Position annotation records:
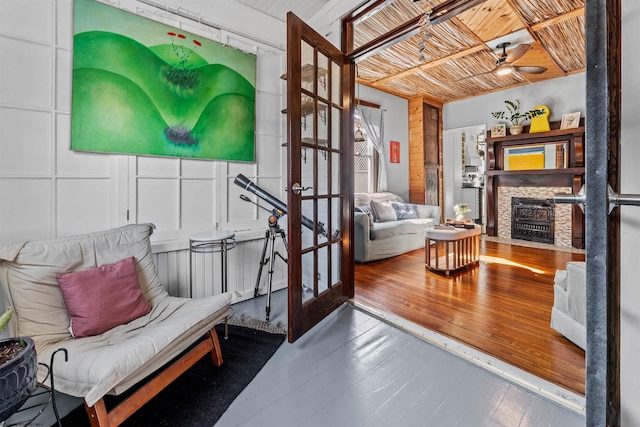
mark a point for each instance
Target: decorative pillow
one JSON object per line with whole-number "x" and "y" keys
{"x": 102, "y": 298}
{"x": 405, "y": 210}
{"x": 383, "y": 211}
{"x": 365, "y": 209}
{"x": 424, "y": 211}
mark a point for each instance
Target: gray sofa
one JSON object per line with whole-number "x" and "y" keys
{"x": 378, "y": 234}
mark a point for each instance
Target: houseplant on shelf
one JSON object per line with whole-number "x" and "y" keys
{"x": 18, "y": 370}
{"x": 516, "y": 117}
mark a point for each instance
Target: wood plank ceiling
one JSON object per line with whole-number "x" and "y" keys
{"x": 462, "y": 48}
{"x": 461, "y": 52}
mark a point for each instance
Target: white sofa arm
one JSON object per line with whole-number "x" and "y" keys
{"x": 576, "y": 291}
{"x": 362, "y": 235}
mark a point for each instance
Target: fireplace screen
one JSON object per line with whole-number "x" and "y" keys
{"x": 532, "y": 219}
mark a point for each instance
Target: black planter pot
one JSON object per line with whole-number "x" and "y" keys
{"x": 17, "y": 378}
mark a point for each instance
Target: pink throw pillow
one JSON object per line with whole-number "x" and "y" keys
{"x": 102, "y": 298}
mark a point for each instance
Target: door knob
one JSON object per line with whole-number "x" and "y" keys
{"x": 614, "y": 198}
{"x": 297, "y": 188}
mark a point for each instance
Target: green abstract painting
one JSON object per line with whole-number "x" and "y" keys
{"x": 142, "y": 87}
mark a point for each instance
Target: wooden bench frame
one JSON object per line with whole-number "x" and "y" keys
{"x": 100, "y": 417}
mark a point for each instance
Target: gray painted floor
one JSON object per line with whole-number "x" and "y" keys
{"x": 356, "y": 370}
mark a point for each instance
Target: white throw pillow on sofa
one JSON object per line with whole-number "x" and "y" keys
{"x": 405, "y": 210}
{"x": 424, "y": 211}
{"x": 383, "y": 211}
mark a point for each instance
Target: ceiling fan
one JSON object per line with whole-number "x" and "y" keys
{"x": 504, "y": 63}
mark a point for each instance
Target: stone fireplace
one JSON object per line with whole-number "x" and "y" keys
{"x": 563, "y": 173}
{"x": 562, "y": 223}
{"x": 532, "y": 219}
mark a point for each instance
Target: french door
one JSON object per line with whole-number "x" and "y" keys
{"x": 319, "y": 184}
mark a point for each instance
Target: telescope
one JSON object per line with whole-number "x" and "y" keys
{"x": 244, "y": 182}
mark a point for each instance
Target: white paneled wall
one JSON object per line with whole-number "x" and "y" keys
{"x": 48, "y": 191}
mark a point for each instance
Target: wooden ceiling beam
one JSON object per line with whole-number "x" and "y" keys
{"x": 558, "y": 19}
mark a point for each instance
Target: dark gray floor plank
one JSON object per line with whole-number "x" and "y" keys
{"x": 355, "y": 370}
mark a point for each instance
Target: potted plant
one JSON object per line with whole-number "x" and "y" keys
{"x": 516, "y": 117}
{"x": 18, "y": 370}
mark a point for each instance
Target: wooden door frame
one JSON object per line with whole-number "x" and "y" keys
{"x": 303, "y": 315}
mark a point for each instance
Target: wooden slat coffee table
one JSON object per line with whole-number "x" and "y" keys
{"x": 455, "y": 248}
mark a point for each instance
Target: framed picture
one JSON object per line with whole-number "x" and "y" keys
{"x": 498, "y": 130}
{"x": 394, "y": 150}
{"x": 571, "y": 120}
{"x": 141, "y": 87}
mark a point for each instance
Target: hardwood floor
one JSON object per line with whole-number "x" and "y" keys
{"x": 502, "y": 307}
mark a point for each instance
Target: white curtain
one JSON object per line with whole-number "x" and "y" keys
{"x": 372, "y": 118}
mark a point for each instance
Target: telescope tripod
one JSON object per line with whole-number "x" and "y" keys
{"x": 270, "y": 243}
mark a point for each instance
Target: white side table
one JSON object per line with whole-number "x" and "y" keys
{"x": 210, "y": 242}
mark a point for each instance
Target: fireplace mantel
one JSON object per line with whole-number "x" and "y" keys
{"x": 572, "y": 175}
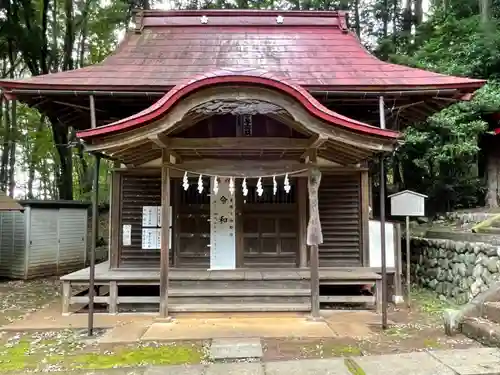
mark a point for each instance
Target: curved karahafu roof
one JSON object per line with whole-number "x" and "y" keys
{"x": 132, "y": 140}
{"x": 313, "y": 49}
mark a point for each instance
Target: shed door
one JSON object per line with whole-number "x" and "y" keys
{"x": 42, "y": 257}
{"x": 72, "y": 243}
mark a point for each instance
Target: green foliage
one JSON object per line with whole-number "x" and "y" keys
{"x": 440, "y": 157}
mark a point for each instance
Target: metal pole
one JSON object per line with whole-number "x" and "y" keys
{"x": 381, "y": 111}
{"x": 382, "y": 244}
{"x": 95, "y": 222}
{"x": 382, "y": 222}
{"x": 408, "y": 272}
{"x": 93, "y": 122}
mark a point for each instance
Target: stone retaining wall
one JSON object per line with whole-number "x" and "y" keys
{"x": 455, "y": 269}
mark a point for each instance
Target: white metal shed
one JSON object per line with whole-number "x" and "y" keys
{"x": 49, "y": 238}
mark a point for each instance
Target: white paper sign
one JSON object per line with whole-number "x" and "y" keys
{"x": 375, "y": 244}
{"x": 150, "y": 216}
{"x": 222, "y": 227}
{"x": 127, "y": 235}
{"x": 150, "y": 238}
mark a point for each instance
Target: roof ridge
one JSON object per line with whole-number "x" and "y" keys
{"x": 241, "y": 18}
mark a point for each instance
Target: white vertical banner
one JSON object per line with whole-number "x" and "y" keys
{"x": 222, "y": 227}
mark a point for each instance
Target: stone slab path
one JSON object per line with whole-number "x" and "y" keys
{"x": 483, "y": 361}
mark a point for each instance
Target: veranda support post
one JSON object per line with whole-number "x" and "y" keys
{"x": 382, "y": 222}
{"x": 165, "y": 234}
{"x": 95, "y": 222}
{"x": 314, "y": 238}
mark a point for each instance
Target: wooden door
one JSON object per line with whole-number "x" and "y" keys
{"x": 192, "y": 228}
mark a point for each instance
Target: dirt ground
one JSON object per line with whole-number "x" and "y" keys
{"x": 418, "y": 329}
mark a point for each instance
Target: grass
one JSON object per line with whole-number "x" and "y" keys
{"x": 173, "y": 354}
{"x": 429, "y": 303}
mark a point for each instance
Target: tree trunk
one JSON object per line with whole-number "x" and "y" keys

— Task description —
Retype the whole listing, keeping every line identical and omitting all pictures.

— The response —
mark a point for each instance
Target: decorative pillow
one JSON object per line with whole-number "x" and "y" keys
{"x": 102, "y": 298}
{"x": 405, "y": 210}
{"x": 383, "y": 211}
{"x": 365, "y": 209}
{"x": 424, "y": 211}
mark a point for each instance
Target: gray sofa
one JSON object per line with whole-number "x" and "y" keys
{"x": 378, "y": 234}
mark a point for each instance
Target: houseplant on shelf
one JSON object per line with whole-number "x" and "y" keys
{"x": 18, "y": 370}
{"x": 516, "y": 117}
mark a point for each instance
Target: wood plank ceiling
one JSON object per line with whole-number "x" and "y" keys
{"x": 462, "y": 48}
{"x": 461, "y": 52}
mark a point for each instance
Target: white sofa arm
one JSON object per line with whole-number "x" and "y" keys
{"x": 576, "y": 291}
{"x": 362, "y": 235}
mark a point for each instance
Target: fireplace screen
one JSON object per line with whole-number "x" and "y" keys
{"x": 532, "y": 219}
mark a point for each instance
Target: black planter pot
one JSON object per line with whole-number "x" and "y" keys
{"x": 17, "y": 378}
mark a point for each instance
Target: pink throw pillow
one JSON object per line with whole-number "x" and "y" keys
{"x": 102, "y": 298}
mark a point for each instance
Target: door knob
one JSON object per line with whole-number "x" and "y" keys
{"x": 614, "y": 198}
{"x": 297, "y": 188}
mark a point for each instance
Target: green abstract painting
one JSON object per line with whole-number "x" and "y" keys
{"x": 142, "y": 87}
mark a point for each instance
Target: wooden bench frame
one JSON object per line with whole-number "x" and "y" keys
{"x": 100, "y": 417}
mark a point for each instance
Target: gray painted floor
one JSON object per line with whole-number "x" and "y" keys
{"x": 356, "y": 370}
mark a point for each instance
Target: white throw pillow on sofa
one JSON object per line with whole-number "x" and "y" keys
{"x": 405, "y": 210}
{"x": 424, "y": 211}
{"x": 383, "y": 211}
mark a point for each instance
Target: ceiling fan
one JSON object per line with whole-number "x" and "y" keys
{"x": 504, "y": 63}
mark a point for each instance
Target: stone fireplace
one JSON object per line with whole-number "x" and "y" keys
{"x": 563, "y": 173}
{"x": 562, "y": 223}
{"x": 532, "y": 219}
mark a point for each instance
Target: french door
one JSON object per line with whole-number "x" and "y" keys
{"x": 319, "y": 184}
mark a point for each instance
Target: telescope
one JSON object per line with whole-number "x" and "y" keys
{"x": 244, "y": 182}
mark a point for each instance
Target: white paneled wall
one JSON object per line with whole-number "x" and "y" keys
{"x": 48, "y": 191}
mark a point for each instance
Target: wooden ceiling beam
one JSON object per line with whole-number "x" and "y" keys
{"x": 558, "y": 19}
mark a point for each instance
Target: dark gray floor plank
one JSON object per line with whole-number "x" and "y" keys
{"x": 355, "y": 370}
mark a point for each instance
Target: potted plant
one JSON object per line with whole-number "x" and "y" keys
{"x": 516, "y": 117}
{"x": 18, "y": 370}
mark a point for each instance
Target: wooden door frame
one JSON object per line with whole-number "x" and "y" keys
{"x": 303, "y": 315}
mark a point for each instance
Target: wooden slat coffee table
one JSON object per line with whole-number "x" and "y" keys
{"x": 455, "y": 248}
mark a point for each instance
Target: framed picture
one JSON object per line with whole-number "x" and "y" keys
{"x": 498, "y": 130}
{"x": 394, "y": 150}
{"x": 571, "y": 120}
{"x": 141, "y": 87}
mark a point for each instance
Target: hardwood floor
one JSON object per line with whole-number "x" and "y" keys
{"x": 502, "y": 307}
mark a point for each instance
Target: white curtain
one JSON object per line with whole-number "x" and "y" keys
{"x": 372, "y": 118}
mark a point for each instance
Target: telescope tripod
one JSON object per line with whole-number "x" and "y" keys
{"x": 270, "y": 243}
mark a point for each instance
Target: white side table
one JSON object per line with whole-number "x" and "y" keys
{"x": 210, "y": 242}
mark a point for each instance
Target: fireplace mantel
one JSON object per line with whole-number "x" and "y" keys
{"x": 572, "y": 175}
mark a point for each instance
Target: curved karahafu roof
one JSON object per line with whole-number "x" and "y" keys
{"x": 132, "y": 140}
{"x": 313, "y": 49}
mark a point for each instance
Target: shed door
one JSON object per line with whole-number "x" and "y" keys
{"x": 42, "y": 257}
{"x": 72, "y": 243}
mark a point for each instance
Target: green foliage
one JSON object per line with whole-number "x" and "y" keys
{"x": 440, "y": 157}
mark a point for each instance
Target: metal pole
one JSON object per line with whole-number "x" and "y" keys
{"x": 381, "y": 111}
{"x": 382, "y": 244}
{"x": 95, "y": 222}
{"x": 382, "y": 222}
{"x": 408, "y": 272}
{"x": 93, "y": 122}
mark a point for each instance
Target: stone retaining wall
one JSON object per line with whole-number "x" and "y" keys
{"x": 455, "y": 269}
mark a point for each instance
Target: white metal shed
one JSON object per line with whole-number "x" and "y" keys
{"x": 49, "y": 238}
mark a point for each instance
Target: white paper sign
one JSON object per line with whole-number "x" and "y" keys
{"x": 375, "y": 244}
{"x": 150, "y": 216}
{"x": 222, "y": 227}
{"x": 127, "y": 235}
{"x": 150, "y": 238}
mark a point for each instance
Target: roof ridge
one JSON object per line with whole-number "x" and "y" keys
{"x": 241, "y": 18}
mark a point for each instance
Target: white vertical banner
one JSON object per line with whole-number "x" and "y" keys
{"x": 222, "y": 227}
mark a point for each instance
Target: stone slab path
one JSON object per line with whole-number "x" and "y" keys
{"x": 483, "y": 361}
mark a point for each instance
Target: veranda support post
one JSON object per line with whole-number "x" and "y" keys
{"x": 382, "y": 222}
{"x": 165, "y": 234}
{"x": 95, "y": 222}
{"x": 314, "y": 238}
mark a point for each instance
Target: wooden door
one JSON object per line with whole-number "x" and "y" keys
{"x": 192, "y": 228}
mark a point for each instance
Target: dirt ground
one JSON object per line with whole-number "x" and "y" keys
{"x": 418, "y": 329}
mark a point for each instance
Target: grass
one JSON object per line with whole-number "x" and "y" keys
{"x": 173, "y": 354}
{"x": 429, "y": 303}
mark a point for each instance
Target: tree trunk
one JSON object per line with whole-number "x" and "y" keys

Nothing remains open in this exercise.